Direction: Put the lines of the listing below into a numbered list, from the line that contains "For each instance of the dark wood" through the end of the listing, both ends included. Leave out any blank lines.
** BEGIN **
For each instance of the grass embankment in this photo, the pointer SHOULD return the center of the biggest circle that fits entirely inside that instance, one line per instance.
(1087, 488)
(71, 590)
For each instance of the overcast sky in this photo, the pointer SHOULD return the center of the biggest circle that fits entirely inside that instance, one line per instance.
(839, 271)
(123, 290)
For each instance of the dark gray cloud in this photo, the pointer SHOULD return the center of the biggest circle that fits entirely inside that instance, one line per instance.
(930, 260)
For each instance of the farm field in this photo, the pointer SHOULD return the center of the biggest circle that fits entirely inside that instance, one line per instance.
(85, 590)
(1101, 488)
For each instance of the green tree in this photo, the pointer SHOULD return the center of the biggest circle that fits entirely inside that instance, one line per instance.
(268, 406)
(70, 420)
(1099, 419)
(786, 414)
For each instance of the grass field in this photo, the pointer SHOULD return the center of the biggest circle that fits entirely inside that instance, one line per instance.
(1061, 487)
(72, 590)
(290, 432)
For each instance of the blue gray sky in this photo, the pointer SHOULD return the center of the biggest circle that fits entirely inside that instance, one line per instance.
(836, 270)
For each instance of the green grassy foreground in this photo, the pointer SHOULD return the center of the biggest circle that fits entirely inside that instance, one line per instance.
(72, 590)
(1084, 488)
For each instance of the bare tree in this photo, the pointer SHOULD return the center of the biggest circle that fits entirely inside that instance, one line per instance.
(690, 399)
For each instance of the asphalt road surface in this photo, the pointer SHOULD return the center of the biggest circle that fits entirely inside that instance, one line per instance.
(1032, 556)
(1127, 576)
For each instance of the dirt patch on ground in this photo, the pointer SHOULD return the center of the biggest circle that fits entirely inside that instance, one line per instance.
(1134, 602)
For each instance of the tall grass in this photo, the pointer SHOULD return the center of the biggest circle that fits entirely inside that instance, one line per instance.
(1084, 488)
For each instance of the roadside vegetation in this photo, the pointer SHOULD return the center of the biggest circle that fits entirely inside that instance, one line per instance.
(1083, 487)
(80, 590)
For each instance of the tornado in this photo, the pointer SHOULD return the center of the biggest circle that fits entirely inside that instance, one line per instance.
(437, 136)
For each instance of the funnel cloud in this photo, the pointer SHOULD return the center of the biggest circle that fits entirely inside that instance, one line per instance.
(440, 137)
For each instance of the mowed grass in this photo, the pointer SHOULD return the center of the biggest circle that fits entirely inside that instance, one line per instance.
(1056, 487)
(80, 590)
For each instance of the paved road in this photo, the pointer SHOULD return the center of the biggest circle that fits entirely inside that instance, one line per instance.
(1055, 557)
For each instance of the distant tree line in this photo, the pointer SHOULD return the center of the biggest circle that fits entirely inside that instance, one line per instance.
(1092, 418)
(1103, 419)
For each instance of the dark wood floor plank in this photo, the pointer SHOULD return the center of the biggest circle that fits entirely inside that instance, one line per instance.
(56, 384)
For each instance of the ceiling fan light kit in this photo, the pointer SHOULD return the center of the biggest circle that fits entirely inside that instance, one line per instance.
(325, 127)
** END **
Exercise result:
1. For each instance of the dark wood floor plank in this photo, the pointer SHOULD return the center of the biggest circle that fits entirely inside that instance, one line per instance.
2. (56, 384)
3. For each instance of the ceiling fan light kit in this photo, the pointer SHOULD return the center of the biggest circle that fits entirely inside that instance, one line per instance.
4. (325, 127)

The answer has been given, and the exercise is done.